──────── Extract
Just be sure you have permission, okay?
I really wonder if one digs deep enough into the Weiners of the world, one will find self loathing as the primary motivator.Often people of great ambition have something to proove and when they achieve their great goals they still feel like damaged goods so they sabotage themselves!
The Car Fairy — What made that so powerful? I found it irresistible. I sent you a listing of a car to buy on autotrader.com. I suppose it was, in fact, practical advice. But it wasn’t general r contingent or complex. I couldn’t help myself any more than your therapist.
Before cars, it was horse trading, no?
If you are severely cost constrained, then it is inherently risky and unpredictable. You may as well invoke magic. It is perfectly rational.
Why should you *not* feel daunted by this? Your therapist’s approach seems misdirected, but on some level, any and all practical advice is about equal – A way to approach the unknowable.
Perhaps this overwhelming desire to care for your automotive needs is a better part of maleness.
Oddly enough, it seems like a more universal and powerful male impulse than the ones that dominated last weeks news.
You’re right, Nick. It does express caring, and I’m sorry I got so caught up in the other aspects that I forgot to acknowledge that. And it’s true, that men’s tender feelings (I have the mental image of a father stooping to talk to his young child eye-to-eye) have great and universal power. Thanks for the comment and the reminder.
all best,
Arlene
I am struck by the structural parallel
1. You explicitly ask people not to give you something [practical advice].
2. A number of individuals, including your therapist, are unable to comply with this request and have an irresistible impulse to give it anyway [practical advice].
3. This includes strangers sending you emails with the exact thing you asked them not to send.
It is, of course, inverted in a number of important ways from the examples of digital exhibitionism. In this situation, people seem to be responding to your fantasy [the car fairy] rather than projecting their fantasy onto others.
Perhaps I am over thinking this.
Full disclosure: it’s hard for me to imagine over-thinking something like this. What could be more fun than playing with our brains this way?
You’ve made an interesting point. The thing is, the car-buying fantasy is widely distributed. I don’t know if they’d have responded similarly if my fantasy concerned something more arcane, more of an acquired taste. Which suggests that I stuck my thumb into the Zeitgeist and pulled out a plum of a thought. And now we are chewing it.
The urge to advise deserves its own name. Not exhibitionism of any type. How about guidelalia? Counselosis? Truly, as you implied earlier, it may be simply human kindness.
Car advice: Approach the car carrying briefcase, purse or whatever else you might be carrying to a meeting, conference, etc. Can you open the door easily in this situation? Can you put your things in the car without bonking your head on the roof of the car as you bend to put them wherever? When you slide in behind the wheel, does your skirt/coat get stuck on the fabric and bunch up so you have to do a lot of adjusting of clothes and body position before you can turn on the ignition? Does the seat adjust to your comfort level for driving and seeing? Does the BACK of the seat do the same? If all the mirrors are adjusted properly can you now easily see whoever might be coming up from behind or do you still have to crane your head a little this way and that? If you answer no to any of the above, stop right there and look for a different car. If all the above is great, then consider the performance of the car re mileage to the gallon, cost, insurance costs, car ratings, etc. etc. As to color — lighter colors don’t show dirt and grime as much as dark colored cars. Also lighter colored cars reflect heat in summer, so they are easier to cool.
────────────────
──────── Information supplied
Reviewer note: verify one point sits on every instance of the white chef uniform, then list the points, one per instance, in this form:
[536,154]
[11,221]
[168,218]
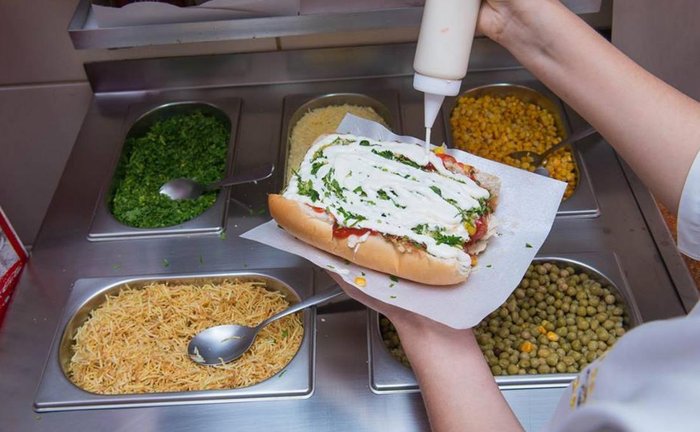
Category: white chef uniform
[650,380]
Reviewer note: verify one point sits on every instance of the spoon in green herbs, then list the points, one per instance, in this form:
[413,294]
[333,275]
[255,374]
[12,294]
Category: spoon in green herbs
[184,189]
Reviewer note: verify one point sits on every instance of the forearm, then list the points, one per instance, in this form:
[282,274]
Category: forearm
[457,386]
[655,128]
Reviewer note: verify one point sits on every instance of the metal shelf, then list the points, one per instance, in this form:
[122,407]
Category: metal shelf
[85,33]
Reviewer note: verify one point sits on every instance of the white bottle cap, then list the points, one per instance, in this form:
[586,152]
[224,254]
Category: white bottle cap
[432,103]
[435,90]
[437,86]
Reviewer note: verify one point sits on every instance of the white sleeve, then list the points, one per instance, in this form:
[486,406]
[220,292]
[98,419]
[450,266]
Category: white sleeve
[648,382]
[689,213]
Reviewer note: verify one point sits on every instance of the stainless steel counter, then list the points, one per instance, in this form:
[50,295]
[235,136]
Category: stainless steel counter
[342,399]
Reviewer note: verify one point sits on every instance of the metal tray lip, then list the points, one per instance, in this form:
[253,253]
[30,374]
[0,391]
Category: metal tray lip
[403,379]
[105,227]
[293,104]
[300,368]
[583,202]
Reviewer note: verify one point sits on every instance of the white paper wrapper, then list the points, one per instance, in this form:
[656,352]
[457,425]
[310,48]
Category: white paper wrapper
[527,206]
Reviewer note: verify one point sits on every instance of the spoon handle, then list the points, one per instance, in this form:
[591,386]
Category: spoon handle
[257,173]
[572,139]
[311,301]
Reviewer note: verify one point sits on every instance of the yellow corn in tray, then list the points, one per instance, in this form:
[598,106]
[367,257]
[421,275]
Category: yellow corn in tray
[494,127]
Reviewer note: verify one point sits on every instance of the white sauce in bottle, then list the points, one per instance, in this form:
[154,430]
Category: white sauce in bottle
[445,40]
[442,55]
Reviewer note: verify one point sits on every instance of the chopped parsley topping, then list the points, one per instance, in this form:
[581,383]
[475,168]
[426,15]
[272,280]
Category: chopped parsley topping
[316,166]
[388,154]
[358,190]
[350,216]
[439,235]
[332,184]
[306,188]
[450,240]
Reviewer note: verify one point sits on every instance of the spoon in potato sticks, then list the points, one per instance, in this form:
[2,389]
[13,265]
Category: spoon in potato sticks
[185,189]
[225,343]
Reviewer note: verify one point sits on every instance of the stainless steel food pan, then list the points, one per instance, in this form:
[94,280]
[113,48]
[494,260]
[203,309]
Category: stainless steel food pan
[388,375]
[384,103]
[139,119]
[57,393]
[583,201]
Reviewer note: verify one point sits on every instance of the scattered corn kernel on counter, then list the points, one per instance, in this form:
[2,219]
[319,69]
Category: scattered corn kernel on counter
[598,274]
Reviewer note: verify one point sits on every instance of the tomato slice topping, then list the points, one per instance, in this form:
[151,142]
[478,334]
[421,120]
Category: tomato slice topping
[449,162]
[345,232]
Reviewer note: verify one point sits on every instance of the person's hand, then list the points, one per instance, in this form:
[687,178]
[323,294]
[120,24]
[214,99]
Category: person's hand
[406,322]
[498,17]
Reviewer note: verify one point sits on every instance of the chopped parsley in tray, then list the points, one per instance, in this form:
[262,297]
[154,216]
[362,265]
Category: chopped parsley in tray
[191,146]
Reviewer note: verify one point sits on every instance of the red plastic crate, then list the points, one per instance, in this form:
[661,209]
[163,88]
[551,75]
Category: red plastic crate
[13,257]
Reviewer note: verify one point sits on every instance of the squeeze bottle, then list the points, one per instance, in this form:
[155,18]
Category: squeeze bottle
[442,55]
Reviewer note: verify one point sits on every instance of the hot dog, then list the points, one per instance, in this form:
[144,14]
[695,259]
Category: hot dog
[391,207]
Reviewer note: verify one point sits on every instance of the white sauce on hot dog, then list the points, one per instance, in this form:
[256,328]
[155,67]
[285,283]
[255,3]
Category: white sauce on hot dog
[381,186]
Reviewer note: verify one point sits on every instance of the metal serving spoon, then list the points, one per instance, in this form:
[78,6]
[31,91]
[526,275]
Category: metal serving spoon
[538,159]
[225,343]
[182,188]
────────────────
Write out the part of the comment thread starting at "The Car Fairy —" and ending at "than your therapist.", keeping every word and mark unchanged. The listing is separate material, unrelated to the comment thread.

The Car Fairy — What made that so powerful? I found it irresistible. I sent you a listing of a car to buy on autotrader.com. I suppose it was, in fact, practical advice. But it wasn’t general r contingent or complex. I couldn’t help myself any more than your therapist.